STORED RECORDS:
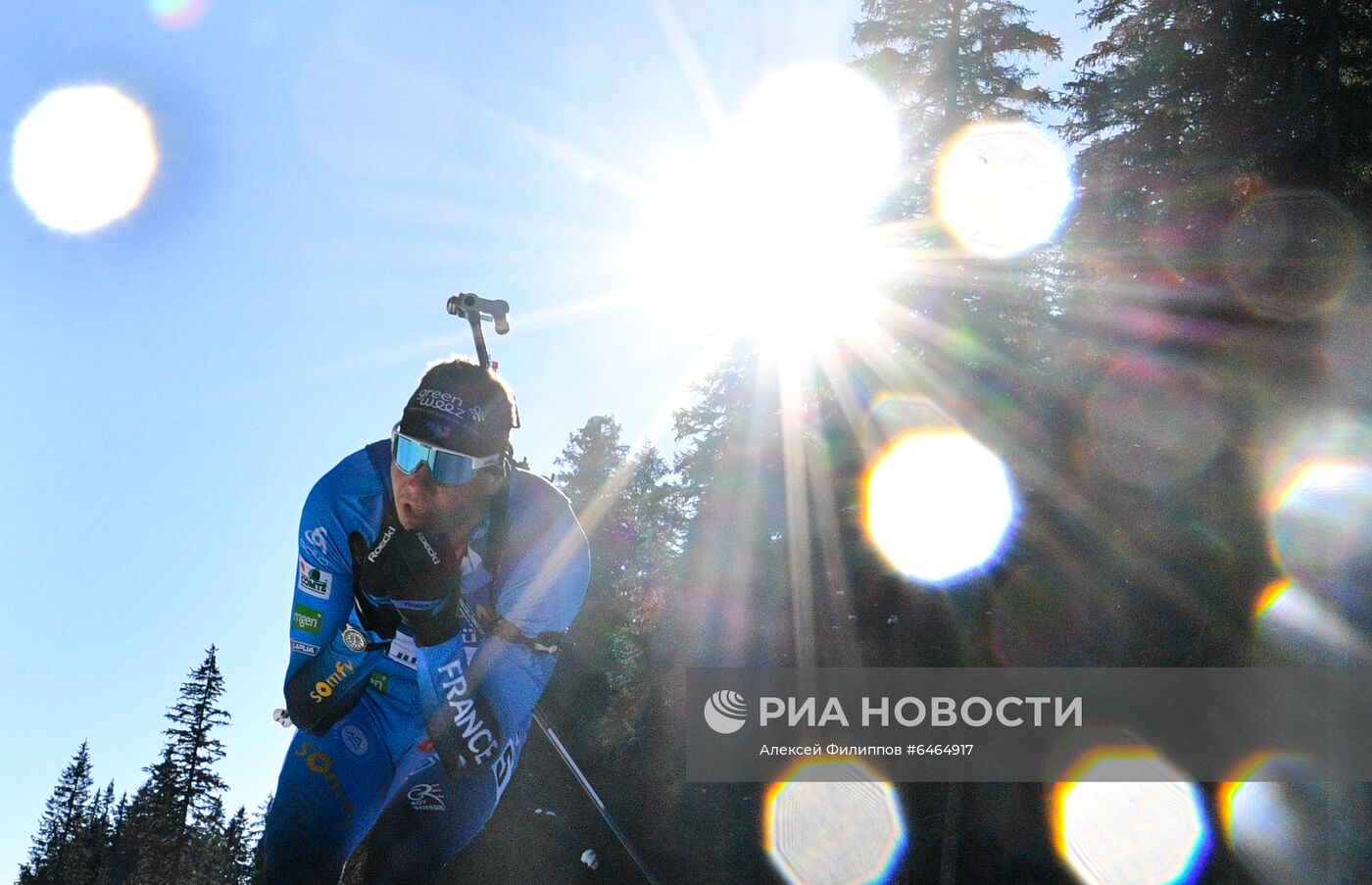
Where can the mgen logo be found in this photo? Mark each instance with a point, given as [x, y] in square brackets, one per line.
[726, 711]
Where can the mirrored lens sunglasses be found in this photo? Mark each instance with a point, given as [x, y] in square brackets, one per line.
[446, 467]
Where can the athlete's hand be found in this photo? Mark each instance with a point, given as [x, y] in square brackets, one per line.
[380, 619]
[417, 571]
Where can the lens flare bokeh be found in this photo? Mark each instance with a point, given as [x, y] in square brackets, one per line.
[1152, 422]
[840, 830]
[1289, 826]
[772, 222]
[1150, 832]
[177, 14]
[1292, 256]
[84, 158]
[939, 505]
[816, 139]
[1293, 624]
[1321, 521]
[1002, 188]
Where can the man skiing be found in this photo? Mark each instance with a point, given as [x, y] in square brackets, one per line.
[411, 716]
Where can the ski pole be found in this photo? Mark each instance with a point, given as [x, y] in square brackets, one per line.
[541, 717]
[473, 309]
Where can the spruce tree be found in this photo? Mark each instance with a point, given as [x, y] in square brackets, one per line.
[947, 64]
[178, 807]
[61, 847]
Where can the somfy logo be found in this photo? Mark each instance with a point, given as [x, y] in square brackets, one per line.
[726, 711]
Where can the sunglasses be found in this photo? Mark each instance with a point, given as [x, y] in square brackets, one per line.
[446, 467]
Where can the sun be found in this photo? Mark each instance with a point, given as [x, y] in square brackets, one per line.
[84, 158]
[771, 228]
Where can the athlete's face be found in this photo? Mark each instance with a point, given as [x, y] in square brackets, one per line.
[456, 511]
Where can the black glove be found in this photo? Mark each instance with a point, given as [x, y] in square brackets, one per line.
[420, 575]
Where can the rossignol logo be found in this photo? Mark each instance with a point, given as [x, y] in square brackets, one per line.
[386, 538]
[427, 798]
[428, 548]
[402, 651]
[504, 765]
[318, 538]
[354, 740]
[353, 638]
[726, 711]
[306, 619]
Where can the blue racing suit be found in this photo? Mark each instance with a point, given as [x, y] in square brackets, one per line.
[415, 743]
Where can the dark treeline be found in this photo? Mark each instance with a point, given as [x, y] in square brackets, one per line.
[1127, 374]
[172, 830]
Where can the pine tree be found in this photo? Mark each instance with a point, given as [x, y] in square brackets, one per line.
[256, 829]
[237, 850]
[59, 851]
[1189, 110]
[177, 809]
[949, 64]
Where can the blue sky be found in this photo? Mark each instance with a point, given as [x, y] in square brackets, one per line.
[175, 383]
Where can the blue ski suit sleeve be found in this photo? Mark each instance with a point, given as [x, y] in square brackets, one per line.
[325, 678]
[477, 713]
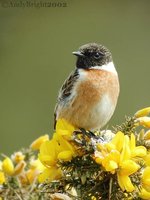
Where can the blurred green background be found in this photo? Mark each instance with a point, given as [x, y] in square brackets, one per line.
[36, 47]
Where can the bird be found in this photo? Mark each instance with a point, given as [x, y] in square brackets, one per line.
[88, 97]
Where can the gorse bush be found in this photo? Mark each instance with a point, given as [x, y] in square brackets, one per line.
[79, 164]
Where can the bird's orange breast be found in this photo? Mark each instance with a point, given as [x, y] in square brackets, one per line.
[97, 83]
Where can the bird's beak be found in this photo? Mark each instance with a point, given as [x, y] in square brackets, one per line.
[78, 53]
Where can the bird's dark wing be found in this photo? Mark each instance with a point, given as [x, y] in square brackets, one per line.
[65, 90]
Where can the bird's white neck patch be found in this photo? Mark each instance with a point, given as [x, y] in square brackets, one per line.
[107, 67]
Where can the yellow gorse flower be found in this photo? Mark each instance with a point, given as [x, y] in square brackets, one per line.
[58, 148]
[37, 143]
[119, 156]
[7, 166]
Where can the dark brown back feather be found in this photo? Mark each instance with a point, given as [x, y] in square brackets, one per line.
[65, 91]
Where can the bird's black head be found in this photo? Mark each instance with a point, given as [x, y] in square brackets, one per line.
[91, 55]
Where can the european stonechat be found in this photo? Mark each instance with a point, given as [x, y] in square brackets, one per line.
[88, 97]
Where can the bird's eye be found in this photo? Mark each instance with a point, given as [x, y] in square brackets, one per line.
[97, 55]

TASK DESCRIPTION:
Quote exactly what appears from the line containing "Where can the bird's beak" through the final line of the listing above, including both of those lines.

RESPONSE BELOW:
Where can the bird's beak be found in this photo? Mark each instance with a point, given as [x, y] in square brackets, one per line.
[78, 53]
Where can the bird's dark wing be found in this photo? Mark each instance with a point, given as [x, y] in square brackets, one per line.
[65, 90]
Where can the bird's white neck patch be found in this photo? Mark each instance with a point, given as [x, y] in square brackets, one per line.
[107, 67]
Where can the yellow gorse flower be found in this photo? Mark each instance with a point, given as [x, y] in square brackets, one per line.
[58, 148]
[37, 143]
[119, 156]
[7, 166]
Where can the dark brown back feather be found in this photo? Mark each instance with a point, given as [x, y] in square brackets, one per line.
[65, 91]
Where can the bird's black head be found in this photo? Mark each instance with a point, given as [x, y] in square brackets, one per line.
[91, 55]
Where can the european stonechat be found in this photo? Mark each instance with a point, given as [x, y] in square brackets, one per line.
[88, 97]
Where can the bird's eye be found in this photo? Mark each instance with a point, given as [x, y] in square brackets, one per line.
[97, 55]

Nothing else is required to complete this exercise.